▶ **ЗАДАНИЕ**: Согласно исходному тексту, кем назвал себя Островский в юношеских «Записках замоскворецкого жителя»?

--- ИСХОДНЫЙ ТЕКСТ ---

«Колумб Замоскворечья!» Эта «формула» не без
помощи услужливой критики прочно и надолго приросла к А. Н. Островскому. Повод
будто бы дал сам драматург еще в начале своего творческого
пути. В юношеских «Записках замоскворецкого
жителя» он назвал себя первооткрывателем незнаемой и неведомой страны. Никто,
кажется, не заметил тут скрытой иронии. А ведь юноша подшутил над теми
читателями и критиками, которые, будучи далекими от основ национальной жизни,
и впрямь полагали, что за Москвой-рекой раскинулся диковинный мир, где живут
люди «с песьими головами». Вспомним характерное: «Мир Островского — не наш мир,
и до известной степени мы, люди другой культуры, посещаем его как чужестранцы...»
Так говорил далеко не худший литератор Серебряного века Юлий Айхенвальд. А
известный знаток драматургии Островского Н. Долгов называл его мир «страной,
далекой от шума быстро бегущей жизни».
Сам «Колумб», открывший «русским иностранцам» замоскворецкую
страну, чувствовал ее границы и жизненные ритмы совершенно иначе. Замоскворечье
в представлении Островского не ограничивалось Камерколлежским валом. За ним
непрерывной цепью от Московских застав вплоть до Волги шли промышленные
фабричные села, посады, города и составляли «продолжение Москвы». «Две
железные дороги, одна на Нижний Новгород, другая на Ярославль, охватывали самую
бойкую, самую промышленную местность Великороссии». «Там на наших глазах, —
говорил драматург, — из сел образуются города, а из крестьян — богатые
фабриканты; там бывшие крепостные графа Шереметева и других помещиков
превратились и превращаются в миллионщиков, там простые ткачи в 15—20 лет
успевают сделаться фабрикантами-хозяевами и начинают ездить в каретах... Все
это пространство в 60 тысяч с лишком квадратных верст и составляет как бы
предместье Москвы и тяготеет к ней всеми своими торговыми и житейскими интересами...» Москва для этого мира — мать, а
не мачеха. Она не замыкается в себе, но любовно открывается ему навстречу.
«Москва — город вечно обновляющийся, вечно юный». Сюда волнами вливается
великорусская народная сила, которая создала государство Российское. «Все, что
сильно в Великороссии умом и талантом, все, что сбросило лапти и зипун, —
стремится в Москву». Вот такая она, хлебосольная и широкая Москва Островского,
вот такой у нее всероссийский размах и охват!

--- ПРЕДОСТАВЛЕННЫЕ СТРОКИ ---

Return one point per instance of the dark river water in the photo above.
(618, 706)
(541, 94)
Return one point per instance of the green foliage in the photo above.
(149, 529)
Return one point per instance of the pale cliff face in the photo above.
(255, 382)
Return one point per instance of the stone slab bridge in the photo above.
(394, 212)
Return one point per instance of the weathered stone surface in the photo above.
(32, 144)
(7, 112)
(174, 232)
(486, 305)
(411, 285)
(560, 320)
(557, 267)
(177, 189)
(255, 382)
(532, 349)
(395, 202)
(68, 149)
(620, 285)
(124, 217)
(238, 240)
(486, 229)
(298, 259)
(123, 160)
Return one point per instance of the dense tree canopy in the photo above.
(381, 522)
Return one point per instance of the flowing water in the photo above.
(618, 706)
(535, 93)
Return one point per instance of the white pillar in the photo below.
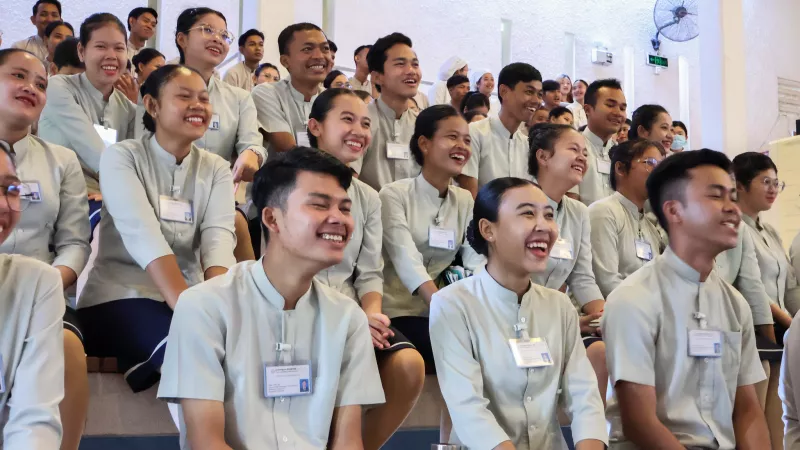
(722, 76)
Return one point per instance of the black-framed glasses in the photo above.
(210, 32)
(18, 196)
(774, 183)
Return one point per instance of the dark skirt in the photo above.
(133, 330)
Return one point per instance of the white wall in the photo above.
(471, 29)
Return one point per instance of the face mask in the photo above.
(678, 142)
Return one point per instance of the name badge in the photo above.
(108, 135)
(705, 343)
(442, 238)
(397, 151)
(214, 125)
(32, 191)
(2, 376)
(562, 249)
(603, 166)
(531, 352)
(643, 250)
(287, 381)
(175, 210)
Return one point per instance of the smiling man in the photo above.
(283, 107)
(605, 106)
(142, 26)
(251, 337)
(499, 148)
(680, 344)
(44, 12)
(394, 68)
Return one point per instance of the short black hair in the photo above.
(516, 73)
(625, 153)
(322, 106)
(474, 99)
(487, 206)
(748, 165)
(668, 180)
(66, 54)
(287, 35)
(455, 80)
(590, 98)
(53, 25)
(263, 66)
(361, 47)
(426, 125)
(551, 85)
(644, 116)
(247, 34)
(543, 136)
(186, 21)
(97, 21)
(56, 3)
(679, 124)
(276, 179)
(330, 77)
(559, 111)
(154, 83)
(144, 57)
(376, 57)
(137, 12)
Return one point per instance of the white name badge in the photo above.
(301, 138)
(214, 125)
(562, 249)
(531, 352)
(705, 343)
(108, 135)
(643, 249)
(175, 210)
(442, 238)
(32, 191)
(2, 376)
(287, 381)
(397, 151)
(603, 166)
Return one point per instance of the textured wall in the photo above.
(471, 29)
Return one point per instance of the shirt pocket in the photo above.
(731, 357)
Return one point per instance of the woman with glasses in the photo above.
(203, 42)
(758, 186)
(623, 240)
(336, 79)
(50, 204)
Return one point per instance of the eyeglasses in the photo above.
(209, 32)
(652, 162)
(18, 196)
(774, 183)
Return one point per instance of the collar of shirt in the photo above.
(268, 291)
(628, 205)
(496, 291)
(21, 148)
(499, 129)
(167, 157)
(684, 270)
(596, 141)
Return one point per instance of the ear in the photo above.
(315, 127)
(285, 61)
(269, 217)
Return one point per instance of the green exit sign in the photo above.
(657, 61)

---
--- ПРЕДОСТАВЛЕННЫЕ СТРОКИ ---

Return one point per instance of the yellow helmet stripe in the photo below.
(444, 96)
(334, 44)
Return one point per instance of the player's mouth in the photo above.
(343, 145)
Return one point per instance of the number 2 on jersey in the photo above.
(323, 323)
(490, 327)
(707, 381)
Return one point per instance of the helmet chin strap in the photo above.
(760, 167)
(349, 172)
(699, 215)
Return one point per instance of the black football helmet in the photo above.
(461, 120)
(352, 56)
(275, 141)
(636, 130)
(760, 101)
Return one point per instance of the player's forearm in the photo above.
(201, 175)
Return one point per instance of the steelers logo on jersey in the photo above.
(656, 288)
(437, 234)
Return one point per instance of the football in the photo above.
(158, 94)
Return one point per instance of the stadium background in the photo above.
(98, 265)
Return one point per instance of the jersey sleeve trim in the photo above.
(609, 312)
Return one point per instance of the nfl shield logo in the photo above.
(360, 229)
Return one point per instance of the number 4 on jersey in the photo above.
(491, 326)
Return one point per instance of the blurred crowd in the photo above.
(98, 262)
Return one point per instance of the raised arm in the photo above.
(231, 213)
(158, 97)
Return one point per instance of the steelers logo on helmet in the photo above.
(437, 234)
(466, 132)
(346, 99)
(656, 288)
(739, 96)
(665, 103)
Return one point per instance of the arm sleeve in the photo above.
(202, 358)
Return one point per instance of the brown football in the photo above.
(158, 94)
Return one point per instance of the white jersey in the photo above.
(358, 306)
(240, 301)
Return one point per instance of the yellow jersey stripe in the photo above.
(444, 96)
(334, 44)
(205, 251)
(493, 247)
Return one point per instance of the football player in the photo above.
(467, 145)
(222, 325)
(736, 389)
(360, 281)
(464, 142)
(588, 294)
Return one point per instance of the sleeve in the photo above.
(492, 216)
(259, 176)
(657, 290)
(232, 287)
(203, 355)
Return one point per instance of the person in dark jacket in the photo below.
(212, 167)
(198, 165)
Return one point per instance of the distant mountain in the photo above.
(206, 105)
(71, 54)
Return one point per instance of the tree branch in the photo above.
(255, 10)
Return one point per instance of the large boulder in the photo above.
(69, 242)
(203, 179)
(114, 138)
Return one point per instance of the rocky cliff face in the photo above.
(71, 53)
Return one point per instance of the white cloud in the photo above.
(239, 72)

---
--- ПРЕДОСТАВЛЕННЫЕ СТРОКИ ---

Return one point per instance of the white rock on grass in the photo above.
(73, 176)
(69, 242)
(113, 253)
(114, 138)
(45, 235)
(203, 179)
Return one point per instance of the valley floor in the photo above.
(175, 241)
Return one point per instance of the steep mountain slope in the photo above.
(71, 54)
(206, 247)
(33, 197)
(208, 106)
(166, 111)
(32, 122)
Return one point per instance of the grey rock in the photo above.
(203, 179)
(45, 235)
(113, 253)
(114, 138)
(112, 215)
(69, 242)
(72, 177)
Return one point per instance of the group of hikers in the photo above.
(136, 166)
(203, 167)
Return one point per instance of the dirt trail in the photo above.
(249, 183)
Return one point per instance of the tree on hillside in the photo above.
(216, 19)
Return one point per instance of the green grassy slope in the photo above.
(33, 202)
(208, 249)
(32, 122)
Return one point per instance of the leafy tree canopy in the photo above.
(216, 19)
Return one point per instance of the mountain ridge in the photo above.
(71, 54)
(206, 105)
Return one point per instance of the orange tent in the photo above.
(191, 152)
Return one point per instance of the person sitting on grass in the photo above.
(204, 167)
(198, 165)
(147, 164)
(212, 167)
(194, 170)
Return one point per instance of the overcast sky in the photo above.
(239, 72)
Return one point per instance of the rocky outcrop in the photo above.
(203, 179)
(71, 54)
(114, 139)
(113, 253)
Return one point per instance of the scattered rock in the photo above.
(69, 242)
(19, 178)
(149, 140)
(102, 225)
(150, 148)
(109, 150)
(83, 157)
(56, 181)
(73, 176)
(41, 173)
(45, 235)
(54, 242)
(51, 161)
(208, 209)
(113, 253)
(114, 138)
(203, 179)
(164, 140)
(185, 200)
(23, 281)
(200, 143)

---

▶ **ПИСЬМЕННЫЙ ОТВЕТ**: Первооткрывателем незнаемой и неведомой страны.